ASSIGNMENT -
Each line of the records that holds "below" should be shown in full.

TASK MATERIAL -

######

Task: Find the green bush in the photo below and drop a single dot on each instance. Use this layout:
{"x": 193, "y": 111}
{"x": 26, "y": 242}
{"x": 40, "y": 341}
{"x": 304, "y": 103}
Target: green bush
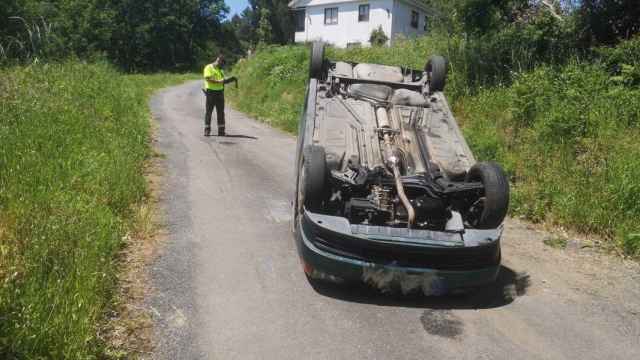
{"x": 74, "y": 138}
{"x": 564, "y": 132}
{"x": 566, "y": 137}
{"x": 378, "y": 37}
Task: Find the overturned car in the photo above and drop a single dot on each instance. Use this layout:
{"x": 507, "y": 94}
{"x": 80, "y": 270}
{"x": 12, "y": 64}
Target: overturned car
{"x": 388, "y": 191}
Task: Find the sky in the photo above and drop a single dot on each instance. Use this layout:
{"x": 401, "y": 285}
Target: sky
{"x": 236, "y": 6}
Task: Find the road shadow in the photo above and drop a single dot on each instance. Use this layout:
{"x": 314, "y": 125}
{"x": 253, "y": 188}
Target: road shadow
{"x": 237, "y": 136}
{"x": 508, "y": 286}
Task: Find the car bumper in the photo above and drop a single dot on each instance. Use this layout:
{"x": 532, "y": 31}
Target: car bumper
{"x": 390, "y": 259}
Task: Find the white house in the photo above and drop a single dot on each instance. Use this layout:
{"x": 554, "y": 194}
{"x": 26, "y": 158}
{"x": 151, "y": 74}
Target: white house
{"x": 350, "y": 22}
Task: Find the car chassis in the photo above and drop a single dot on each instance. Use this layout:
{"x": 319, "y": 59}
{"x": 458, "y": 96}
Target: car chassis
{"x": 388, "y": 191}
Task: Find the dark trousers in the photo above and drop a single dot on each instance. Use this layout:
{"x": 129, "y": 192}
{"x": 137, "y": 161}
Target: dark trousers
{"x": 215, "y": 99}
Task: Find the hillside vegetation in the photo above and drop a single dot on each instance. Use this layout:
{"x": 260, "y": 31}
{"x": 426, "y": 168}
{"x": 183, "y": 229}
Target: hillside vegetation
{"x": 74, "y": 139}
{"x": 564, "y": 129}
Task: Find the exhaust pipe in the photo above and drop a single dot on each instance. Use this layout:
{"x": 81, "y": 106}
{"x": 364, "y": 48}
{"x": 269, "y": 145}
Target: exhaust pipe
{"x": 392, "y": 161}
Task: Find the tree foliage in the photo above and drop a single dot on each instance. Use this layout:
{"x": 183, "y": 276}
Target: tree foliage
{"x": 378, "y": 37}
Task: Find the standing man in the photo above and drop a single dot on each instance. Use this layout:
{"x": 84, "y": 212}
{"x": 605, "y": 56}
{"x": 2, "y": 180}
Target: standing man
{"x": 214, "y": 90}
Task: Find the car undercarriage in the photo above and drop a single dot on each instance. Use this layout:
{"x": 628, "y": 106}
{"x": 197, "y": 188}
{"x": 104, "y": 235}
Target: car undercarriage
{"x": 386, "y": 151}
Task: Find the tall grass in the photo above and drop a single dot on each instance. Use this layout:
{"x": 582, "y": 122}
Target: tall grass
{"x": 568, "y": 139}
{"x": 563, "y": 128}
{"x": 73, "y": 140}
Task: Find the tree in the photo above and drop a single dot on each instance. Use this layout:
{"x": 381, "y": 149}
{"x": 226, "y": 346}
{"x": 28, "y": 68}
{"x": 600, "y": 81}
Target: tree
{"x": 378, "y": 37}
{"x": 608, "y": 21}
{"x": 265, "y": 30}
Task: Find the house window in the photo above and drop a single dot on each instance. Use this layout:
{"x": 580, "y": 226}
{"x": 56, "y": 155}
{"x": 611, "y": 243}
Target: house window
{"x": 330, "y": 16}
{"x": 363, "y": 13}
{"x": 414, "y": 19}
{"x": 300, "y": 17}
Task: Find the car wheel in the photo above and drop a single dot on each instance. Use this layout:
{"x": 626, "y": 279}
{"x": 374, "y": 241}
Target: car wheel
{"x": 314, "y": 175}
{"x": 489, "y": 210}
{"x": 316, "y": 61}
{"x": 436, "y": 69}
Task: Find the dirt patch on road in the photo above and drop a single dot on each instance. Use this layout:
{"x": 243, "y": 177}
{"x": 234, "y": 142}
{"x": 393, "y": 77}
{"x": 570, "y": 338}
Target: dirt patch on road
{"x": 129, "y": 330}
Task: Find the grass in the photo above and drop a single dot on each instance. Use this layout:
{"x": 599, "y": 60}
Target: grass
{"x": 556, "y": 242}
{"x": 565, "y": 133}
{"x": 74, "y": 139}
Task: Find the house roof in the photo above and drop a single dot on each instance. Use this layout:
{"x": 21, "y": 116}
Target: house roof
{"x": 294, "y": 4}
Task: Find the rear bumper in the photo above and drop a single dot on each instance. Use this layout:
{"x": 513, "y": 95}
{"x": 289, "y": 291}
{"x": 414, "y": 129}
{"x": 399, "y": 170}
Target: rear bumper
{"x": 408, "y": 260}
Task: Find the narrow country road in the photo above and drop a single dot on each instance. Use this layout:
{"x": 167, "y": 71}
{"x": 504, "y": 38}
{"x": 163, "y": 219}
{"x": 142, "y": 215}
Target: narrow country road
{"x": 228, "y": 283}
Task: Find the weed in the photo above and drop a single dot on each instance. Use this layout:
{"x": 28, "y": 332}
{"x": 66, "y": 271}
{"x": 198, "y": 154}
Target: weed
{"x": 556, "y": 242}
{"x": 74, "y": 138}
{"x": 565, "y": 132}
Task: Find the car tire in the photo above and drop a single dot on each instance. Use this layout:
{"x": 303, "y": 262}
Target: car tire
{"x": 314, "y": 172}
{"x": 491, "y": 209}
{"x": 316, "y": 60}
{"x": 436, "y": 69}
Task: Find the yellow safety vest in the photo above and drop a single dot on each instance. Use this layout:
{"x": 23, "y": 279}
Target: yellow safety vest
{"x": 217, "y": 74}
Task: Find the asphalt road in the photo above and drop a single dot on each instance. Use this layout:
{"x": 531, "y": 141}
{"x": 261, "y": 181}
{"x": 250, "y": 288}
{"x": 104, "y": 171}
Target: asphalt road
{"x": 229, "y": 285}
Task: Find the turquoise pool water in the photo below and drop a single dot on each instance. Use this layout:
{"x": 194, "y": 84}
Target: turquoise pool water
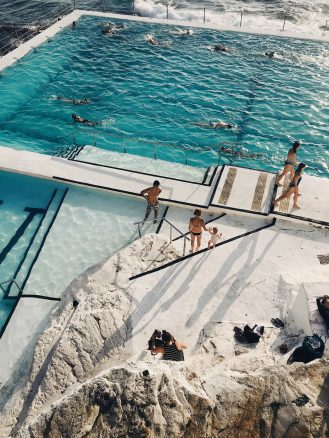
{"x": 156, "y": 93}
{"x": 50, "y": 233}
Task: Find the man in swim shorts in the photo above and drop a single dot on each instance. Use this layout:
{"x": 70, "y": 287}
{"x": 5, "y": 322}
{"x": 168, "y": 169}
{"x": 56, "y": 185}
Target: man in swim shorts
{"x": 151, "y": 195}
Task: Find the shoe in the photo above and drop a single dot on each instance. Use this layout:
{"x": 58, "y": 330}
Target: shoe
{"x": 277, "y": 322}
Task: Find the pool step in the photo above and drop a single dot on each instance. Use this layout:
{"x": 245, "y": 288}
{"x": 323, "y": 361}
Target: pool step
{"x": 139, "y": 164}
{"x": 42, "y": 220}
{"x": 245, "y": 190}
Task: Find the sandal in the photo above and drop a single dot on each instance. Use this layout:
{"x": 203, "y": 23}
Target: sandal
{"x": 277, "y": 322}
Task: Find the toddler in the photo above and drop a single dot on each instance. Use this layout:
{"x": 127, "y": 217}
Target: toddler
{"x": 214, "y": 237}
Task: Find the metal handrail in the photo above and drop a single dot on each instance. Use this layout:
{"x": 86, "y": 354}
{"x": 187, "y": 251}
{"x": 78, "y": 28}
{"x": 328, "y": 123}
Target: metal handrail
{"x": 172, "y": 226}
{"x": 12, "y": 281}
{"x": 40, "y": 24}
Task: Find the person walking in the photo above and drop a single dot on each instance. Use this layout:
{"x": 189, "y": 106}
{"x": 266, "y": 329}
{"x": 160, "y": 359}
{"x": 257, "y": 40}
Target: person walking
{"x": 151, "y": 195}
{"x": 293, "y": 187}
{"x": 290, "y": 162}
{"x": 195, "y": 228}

######

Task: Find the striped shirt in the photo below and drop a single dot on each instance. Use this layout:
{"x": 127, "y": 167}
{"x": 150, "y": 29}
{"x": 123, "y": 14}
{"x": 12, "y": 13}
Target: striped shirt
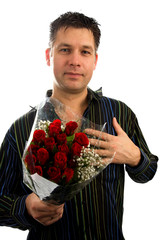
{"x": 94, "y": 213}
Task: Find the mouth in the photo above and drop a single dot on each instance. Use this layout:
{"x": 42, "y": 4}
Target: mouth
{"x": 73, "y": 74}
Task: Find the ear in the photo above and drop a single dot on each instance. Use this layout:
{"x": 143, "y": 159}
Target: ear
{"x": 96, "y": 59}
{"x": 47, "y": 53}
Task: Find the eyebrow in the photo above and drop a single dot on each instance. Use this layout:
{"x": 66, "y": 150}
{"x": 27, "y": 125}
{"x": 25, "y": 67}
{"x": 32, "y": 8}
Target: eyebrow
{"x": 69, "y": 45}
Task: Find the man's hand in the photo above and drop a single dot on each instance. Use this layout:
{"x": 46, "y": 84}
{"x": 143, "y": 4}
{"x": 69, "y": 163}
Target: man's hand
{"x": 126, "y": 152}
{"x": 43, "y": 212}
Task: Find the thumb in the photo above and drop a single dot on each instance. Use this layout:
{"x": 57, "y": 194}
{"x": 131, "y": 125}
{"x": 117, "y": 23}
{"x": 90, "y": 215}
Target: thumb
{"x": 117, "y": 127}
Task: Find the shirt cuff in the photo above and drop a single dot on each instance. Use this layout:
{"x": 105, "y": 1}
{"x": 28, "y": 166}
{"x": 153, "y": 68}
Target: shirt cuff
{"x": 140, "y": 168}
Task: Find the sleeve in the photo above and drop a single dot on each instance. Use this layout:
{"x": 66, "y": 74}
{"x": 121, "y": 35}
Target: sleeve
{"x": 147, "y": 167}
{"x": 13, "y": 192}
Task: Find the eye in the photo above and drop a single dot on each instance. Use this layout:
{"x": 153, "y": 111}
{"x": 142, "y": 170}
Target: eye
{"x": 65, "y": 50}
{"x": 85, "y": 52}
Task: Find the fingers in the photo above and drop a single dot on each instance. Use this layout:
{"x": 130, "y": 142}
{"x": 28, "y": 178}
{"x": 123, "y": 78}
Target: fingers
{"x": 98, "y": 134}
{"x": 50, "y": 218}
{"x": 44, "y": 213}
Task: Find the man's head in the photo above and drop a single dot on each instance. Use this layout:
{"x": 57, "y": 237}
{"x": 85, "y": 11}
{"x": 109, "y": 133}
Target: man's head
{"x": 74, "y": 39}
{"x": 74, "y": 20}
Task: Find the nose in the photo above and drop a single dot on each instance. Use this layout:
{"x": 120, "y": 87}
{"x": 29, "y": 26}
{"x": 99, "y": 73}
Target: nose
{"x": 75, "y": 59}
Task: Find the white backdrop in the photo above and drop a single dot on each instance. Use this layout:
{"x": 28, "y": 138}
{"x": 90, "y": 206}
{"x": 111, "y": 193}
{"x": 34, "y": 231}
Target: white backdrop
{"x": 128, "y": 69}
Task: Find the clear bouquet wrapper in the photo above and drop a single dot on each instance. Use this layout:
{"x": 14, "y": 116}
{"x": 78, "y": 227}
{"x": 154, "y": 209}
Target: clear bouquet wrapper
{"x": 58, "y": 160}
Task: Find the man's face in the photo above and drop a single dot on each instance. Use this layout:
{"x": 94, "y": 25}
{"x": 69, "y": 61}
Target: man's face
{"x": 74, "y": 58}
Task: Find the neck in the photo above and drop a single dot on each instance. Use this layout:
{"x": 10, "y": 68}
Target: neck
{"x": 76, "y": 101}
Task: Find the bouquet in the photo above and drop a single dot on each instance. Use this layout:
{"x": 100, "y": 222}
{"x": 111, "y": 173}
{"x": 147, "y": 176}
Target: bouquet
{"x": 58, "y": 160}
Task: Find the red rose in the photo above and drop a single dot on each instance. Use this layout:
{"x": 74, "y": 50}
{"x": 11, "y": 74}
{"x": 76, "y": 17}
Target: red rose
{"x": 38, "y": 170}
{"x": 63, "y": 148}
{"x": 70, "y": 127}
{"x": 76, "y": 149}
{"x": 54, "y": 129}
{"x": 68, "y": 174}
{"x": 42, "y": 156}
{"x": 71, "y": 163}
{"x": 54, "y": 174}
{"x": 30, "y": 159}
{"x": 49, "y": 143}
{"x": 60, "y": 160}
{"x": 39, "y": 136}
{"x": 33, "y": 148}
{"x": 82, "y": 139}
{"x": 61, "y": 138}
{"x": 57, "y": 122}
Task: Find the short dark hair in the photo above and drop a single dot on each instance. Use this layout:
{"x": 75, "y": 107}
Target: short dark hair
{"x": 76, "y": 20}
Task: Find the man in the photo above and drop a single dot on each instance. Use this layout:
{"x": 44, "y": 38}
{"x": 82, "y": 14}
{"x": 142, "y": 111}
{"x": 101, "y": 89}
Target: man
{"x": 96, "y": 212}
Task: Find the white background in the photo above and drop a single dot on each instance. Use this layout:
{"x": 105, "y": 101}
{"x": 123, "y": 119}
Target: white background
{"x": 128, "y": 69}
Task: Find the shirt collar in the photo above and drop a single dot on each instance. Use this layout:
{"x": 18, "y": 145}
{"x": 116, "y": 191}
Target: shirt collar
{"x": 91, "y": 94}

######

RESPONSE BOX -
Task: Find the green bush in the photo below and drop a single dot on each instance. Use this layout:
Task: Find the turquoise pool water in the photo below and drop a single dot on each instance. Use this layout:
Task: Find the striped shirt in the photo below and drop a single dot on each instance. Use this layout:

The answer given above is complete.